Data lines
----

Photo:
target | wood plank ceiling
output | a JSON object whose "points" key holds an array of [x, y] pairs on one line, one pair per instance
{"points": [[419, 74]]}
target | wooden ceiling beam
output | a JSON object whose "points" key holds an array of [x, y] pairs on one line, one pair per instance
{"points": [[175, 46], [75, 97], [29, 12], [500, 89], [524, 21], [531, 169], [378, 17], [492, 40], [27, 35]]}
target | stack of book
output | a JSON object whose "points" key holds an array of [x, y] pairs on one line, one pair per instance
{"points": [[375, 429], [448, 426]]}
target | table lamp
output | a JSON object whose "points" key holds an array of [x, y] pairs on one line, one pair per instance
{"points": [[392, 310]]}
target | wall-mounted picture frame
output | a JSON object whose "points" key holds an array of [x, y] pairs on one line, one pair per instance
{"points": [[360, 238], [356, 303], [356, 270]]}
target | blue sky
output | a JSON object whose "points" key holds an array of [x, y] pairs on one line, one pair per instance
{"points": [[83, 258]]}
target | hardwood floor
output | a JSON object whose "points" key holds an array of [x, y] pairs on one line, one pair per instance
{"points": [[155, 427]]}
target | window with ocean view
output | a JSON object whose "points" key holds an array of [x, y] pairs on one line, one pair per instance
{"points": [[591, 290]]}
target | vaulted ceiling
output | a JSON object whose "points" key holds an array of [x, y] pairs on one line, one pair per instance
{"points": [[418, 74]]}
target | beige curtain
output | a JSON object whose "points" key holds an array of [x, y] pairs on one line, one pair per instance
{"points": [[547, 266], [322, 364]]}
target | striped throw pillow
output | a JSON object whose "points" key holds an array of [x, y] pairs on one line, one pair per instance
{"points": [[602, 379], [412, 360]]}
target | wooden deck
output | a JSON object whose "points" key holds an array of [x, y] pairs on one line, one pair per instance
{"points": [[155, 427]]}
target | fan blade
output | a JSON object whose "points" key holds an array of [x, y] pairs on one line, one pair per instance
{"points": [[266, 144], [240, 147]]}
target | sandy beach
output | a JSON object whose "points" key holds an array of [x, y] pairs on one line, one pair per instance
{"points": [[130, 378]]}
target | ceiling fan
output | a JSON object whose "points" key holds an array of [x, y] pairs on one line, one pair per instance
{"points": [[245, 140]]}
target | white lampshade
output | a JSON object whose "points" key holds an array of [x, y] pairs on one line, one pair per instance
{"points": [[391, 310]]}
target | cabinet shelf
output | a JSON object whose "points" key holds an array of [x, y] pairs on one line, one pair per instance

----

» **What this task involves**:
Format the lines above as a numbered list, omitting any blank lines.

» **Exercise result**:
1. Photo:
2. target | wood plank ceiling
3. output | a JSON object whose "points" key holds an array of [x, y] pairs on one line, one pair per instance
4. {"points": [[419, 74]]}
5. target | wooden ceiling beam
6. output | a JSON object whose "points" key holds an array of [x, y] pairs on one line, one pair per instance
7. {"points": [[175, 46], [75, 97], [29, 12], [500, 89], [524, 21], [531, 169], [378, 17], [492, 40], [27, 35]]}
8. target | stack of book
9. output | a JSON object whose "points" key holds an array of [x, y] pairs on one line, one pair per instance
10. {"points": [[375, 429], [448, 426]]}
11. target | table lamp
12. output | a JSON object whose "points" key holds an array of [x, y] pairs on one line, one pair per instance
13. {"points": [[392, 310]]}
14. target | wall-mounted picture frame
15. output | a JSON object whose "points" key holds an array of [x, y] pairs on one line, one pair per instance
16. {"points": [[360, 238], [356, 303], [356, 270]]}
17. target | blue sky
18. output | a JSON object whose "points" key holds an array of [x, y] pairs on one line, one pair per instance
19. {"points": [[83, 258]]}
20. target | hardwood floor
21. output | a JSON object whose "points" key holds an array of [x, y] pairs on one line, one pair per instance
22. {"points": [[155, 427]]}
23. target | window with ocean view
24. output | a JSON object whose "points" key holds an array of [x, y] pairs on one line, one pair per instance
25. {"points": [[591, 290]]}
26. target | vaulted ceiling
27. output | a JSON object whose "points" key holds an array of [x, y] pairs on one line, one pair per instance
28. {"points": [[418, 74]]}
29. target | beige curtain
30. output | a JSON object whose "points" key holds an array of [x, y] pairs on one line, one pair per instance
31. {"points": [[547, 266], [322, 364]]}
32. target | striped throw pillow
33. output | a JSON object whose "points" key holds an array of [x, y] pairs on one line, one pair per instance
34. {"points": [[602, 379], [412, 360]]}
35. target | wooden deck
36. output | a JSON object whose "points" key holds an array of [x, y] pairs on one line, one pair per instance
37. {"points": [[155, 427]]}
38. target | fan blade
39. output | a JSON object whose "points" key holds an array of [x, y] pairs on one line, one pair per instance
40. {"points": [[266, 144], [240, 147]]}
41. target | sandy beach
42. output | a JSON object whose "points" key holds an array of [x, y] pairs on one line, one pair per instance
43. {"points": [[130, 378]]}
44. target | ceiling fan
45. output | a JSON object whose "points" key holds an array of [x, y] pairs on one line, one pair per instance
46. {"points": [[245, 140]]}
47. target | white lampshade
48. output | a JSON object whose "points" key holds an array of [x, y] pairs on one line, one pair per instance
49. {"points": [[391, 310]]}
50. target | cabinet shelf
51. output | a JSON object whose "points" key holds an array of [x, y] pairs on one line, one pair per instance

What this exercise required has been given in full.